Source extract:
+++++

Each of those options is about another £260, problem is I can only aford one upgrade so either floor standers or sub. Based on these spec which way would you go - if pushed.

(I really do appreciate your support on this)


----------



## Moonfly (Aug 1, 2008)

Neither of those subs will hold a candle to a comparatively priced BK sub, and Kefs hav a bit of a history of failure that have put me off them. The MA sub isnt all that either, especially for the money, so trust me, get the BK sub your budget allows. Tell me the budget you have for a sub and I'll link you a good option. If you need help sourcing a dealer that can supply the Q acoustics package without a sub, then let me know and I'll see if I can help, but I'd be surprised if there is dealer out there willing to turn down an amp and aspeaker package sale just because you dont want the sub.

+++++

Dataset records:
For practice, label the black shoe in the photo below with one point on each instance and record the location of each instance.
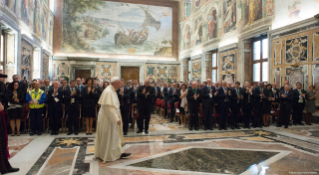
(125, 155)
(12, 170)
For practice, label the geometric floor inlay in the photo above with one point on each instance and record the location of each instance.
(193, 160)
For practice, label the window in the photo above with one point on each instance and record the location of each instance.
(187, 8)
(189, 70)
(214, 67)
(52, 5)
(260, 60)
(36, 64)
(2, 53)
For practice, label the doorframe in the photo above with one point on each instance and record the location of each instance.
(125, 64)
(82, 67)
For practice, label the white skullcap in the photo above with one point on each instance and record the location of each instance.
(113, 79)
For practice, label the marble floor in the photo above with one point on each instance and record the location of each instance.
(170, 149)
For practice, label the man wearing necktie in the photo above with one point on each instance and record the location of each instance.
(167, 97)
(258, 105)
(193, 99)
(55, 112)
(174, 94)
(124, 98)
(208, 91)
(72, 108)
(223, 94)
(299, 104)
(286, 103)
(235, 105)
(246, 95)
(145, 95)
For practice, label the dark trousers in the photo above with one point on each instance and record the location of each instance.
(73, 121)
(234, 115)
(143, 114)
(193, 117)
(258, 114)
(223, 113)
(36, 119)
(4, 163)
(172, 103)
(297, 113)
(247, 114)
(284, 115)
(125, 120)
(208, 114)
(165, 108)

+++++

Written task: Please return the stretch of the speaker upgrade thread above from "Each of those" through "want the sub.", copied word for word.

Task answer:
Each of those options is about another £260, problem is I can only aford one upgrade so either floor standers or sub. Based on these spec which way would you go - if pushed.

(I really do appreciate your support on this)


----------



## Moonfly (Aug 1, 2008)

Neither of those subs will hold a candle to a comparatively priced BK sub, and Kefs hav a bit of a history of failure that have put me off them. The MA sub isnt all that either, especially for the money, so trust me, get the BK sub your budget allows. Tell me the budget you have for a sub and I'll link you a good option. If you need help sourcing a dealer that can supply the Q acoustics package without a sub, then let me know and I'll see if I can help, but I'd be surprised if there is dealer out there willing to turn down an amp and aspeaker package sale just because you dont want the sub.